◆ **DATA PROVIDED**:

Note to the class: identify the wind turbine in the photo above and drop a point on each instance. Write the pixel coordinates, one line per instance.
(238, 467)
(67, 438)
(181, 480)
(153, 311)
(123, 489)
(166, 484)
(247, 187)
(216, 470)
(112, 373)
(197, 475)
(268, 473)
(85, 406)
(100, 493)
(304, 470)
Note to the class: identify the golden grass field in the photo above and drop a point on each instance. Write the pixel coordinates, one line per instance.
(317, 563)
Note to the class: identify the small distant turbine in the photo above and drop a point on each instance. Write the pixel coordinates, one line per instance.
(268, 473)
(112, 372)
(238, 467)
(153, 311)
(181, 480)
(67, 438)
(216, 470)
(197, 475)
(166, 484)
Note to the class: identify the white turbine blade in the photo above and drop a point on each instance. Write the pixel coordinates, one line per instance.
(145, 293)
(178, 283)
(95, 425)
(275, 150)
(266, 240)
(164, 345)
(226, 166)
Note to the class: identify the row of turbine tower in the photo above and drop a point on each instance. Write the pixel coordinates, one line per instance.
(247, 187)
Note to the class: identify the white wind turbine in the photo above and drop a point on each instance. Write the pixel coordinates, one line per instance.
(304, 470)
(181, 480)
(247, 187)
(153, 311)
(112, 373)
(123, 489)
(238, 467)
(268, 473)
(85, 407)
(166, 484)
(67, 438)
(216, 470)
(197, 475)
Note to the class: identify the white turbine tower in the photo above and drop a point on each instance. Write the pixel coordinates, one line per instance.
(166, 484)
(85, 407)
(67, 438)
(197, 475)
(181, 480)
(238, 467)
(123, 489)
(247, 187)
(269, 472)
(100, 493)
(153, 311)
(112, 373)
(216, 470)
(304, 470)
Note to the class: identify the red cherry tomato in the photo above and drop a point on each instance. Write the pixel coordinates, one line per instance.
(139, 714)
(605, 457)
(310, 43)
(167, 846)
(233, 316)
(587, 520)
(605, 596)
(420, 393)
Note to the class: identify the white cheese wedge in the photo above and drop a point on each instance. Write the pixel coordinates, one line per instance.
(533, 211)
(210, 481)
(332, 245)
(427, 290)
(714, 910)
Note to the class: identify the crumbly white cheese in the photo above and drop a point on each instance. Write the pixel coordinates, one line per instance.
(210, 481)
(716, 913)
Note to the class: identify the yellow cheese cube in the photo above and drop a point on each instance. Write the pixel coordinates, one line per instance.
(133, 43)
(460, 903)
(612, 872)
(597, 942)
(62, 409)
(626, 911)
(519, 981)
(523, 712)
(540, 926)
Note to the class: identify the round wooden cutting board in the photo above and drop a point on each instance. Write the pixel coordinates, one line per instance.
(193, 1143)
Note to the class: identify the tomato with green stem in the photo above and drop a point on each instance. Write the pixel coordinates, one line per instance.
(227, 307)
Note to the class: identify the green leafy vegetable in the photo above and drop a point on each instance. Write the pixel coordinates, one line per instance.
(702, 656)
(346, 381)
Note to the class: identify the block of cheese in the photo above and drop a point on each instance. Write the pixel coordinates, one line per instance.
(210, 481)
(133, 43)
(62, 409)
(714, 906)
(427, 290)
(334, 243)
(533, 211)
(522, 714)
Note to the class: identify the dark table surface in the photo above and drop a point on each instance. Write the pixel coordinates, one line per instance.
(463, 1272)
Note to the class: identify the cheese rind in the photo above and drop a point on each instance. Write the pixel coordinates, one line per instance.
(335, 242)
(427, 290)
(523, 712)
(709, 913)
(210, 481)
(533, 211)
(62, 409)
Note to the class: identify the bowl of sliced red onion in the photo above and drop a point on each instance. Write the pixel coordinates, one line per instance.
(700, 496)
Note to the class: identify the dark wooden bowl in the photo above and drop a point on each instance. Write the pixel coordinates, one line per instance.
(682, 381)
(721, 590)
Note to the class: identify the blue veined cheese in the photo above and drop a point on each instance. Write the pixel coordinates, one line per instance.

◆ **WHAT IS BEING ASKED**:
Nothing should be omitted or altered. Retype the records exactly.

◆ **ANSWER SPACE**:
Note to the class: identify the wind turbine in the photo above and drop a point on each instance. Write the pixel coordinates, one line per instance.
(238, 467)
(67, 438)
(181, 480)
(153, 311)
(123, 489)
(166, 484)
(247, 187)
(216, 470)
(112, 373)
(197, 475)
(268, 473)
(85, 406)
(100, 493)
(304, 470)
Note to the class: identify the golden grass field in the photo above and drop a point on each instance. Write the pixel coordinates, one line per instance.
(317, 563)
Note to the class: identify the small distant turbine in the photo above and drop a point on each instance. Write the pixel coordinates, one line per instance.
(268, 473)
(112, 372)
(238, 467)
(153, 311)
(181, 480)
(67, 438)
(216, 470)
(197, 475)
(166, 484)
Note to the class: identify the white turbine blade in the photo above and drop a point on each instance. Write the pixel coordinates, one line per instance.
(145, 293)
(178, 283)
(95, 425)
(275, 150)
(266, 240)
(164, 345)
(226, 166)
Note to the class: identify the row of turbine tower in the photo above and drop a point on each instance. Write the pixel coordinates, one line per instance.
(247, 187)
Note to the class: identify the white wind turbine in the photo above and drop a point on each instance. Write the pixel coordinates, one line per instance.
(304, 470)
(181, 480)
(247, 187)
(153, 311)
(112, 373)
(123, 489)
(238, 467)
(268, 473)
(85, 407)
(166, 484)
(67, 438)
(216, 470)
(197, 475)
Note to the class: identify the white turbine tower in the photo above and drop a point on each instance. Write the pixel coordinates, one line per instance.
(166, 484)
(85, 407)
(67, 438)
(197, 475)
(181, 480)
(238, 467)
(123, 489)
(247, 187)
(269, 472)
(100, 493)
(153, 311)
(112, 373)
(216, 470)
(304, 470)
Note to the class: identify the red cherry tomato in the photo above and drop a point on each instance. Write the pixel coordinates, one line per instance.
(139, 714)
(605, 457)
(310, 43)
(167, 846)
(233, 316)
(587, 520)
(605, 596)
(420, 393)
Note to the class: identify the white cheese wedge in the photo above and drop a point on each instance. Write the pixel coordinates, one line per instance.
(533, 211)
(210, 481)
(332, 245)
(427, 290)
(714, 910)
Note to the class: identify the crumbly white cheese in the photo above and drop a point on each instance. Write the pixel coordinates, one line per instance.
(210, 481)
(716, 913)
Note to the class: identify the yellow cheese cube in the photo above and drop a point on each instance. Write the pixel coordinates, one line per instance.
(133, 43)
(460, 903)
(612, 872)
(597, 942)
(62, 409)
(626, 911)
(519, 981)
(523, 712)
(540, 926)
Note to the class: identify the round wooden cutting board in the photo above and drop a point on each instance. Write the pixel coordinates, one line per instance.
(193, 1143)
Note to the class: identify the tomato with green stem in the photo above and drop a point on each instance. Write the pixel coordinates, one line per instance.
(227, 307)
Note to the class: identify the green leafy vegetable in the photo above and drop a point on each instance. Write the pixel coordinates, one line per instance.
(702, 656)
(346, 381)
Note to the class: identify the block of cheese in the photo above and drop a point on each instance. Write the pixel coordinates, one line per instance.
(210, 481)
(133, 43)
(62, 409)
(714, 906)
(427, 290)
(334, 243)
(533, 211)
(522, 714)
Note to the class: identify the dark table surface in the photo above and drop a point on each instance. Write the pixel coordinates, one line per instance.
(463, 1272)
Note to the class: identify the cheese rind in the photo above and drop a point on each instance. Write the pixel coordinates, one line per instance.
(335, 242)
(427, 290)
(523, 712)
(709, 913)
(210, 481)
(533, 211)
(62, 409)
Note to the class: identify the bowl of sliced red onion in the photo above and drop a point on each instance. Write the pixel coordinates, one line per instance.
(700, 496)
Note to the class: identify the dark wooden bowl in the photo above and drop a point on each instance. Write the pixel coordinates, one line per instance.
(682, 381)
(721, 590)
Note to the class: identify the blue veined cheese in the photo above and drop a point on each instance. Write the pixel coordinates, one line per instance.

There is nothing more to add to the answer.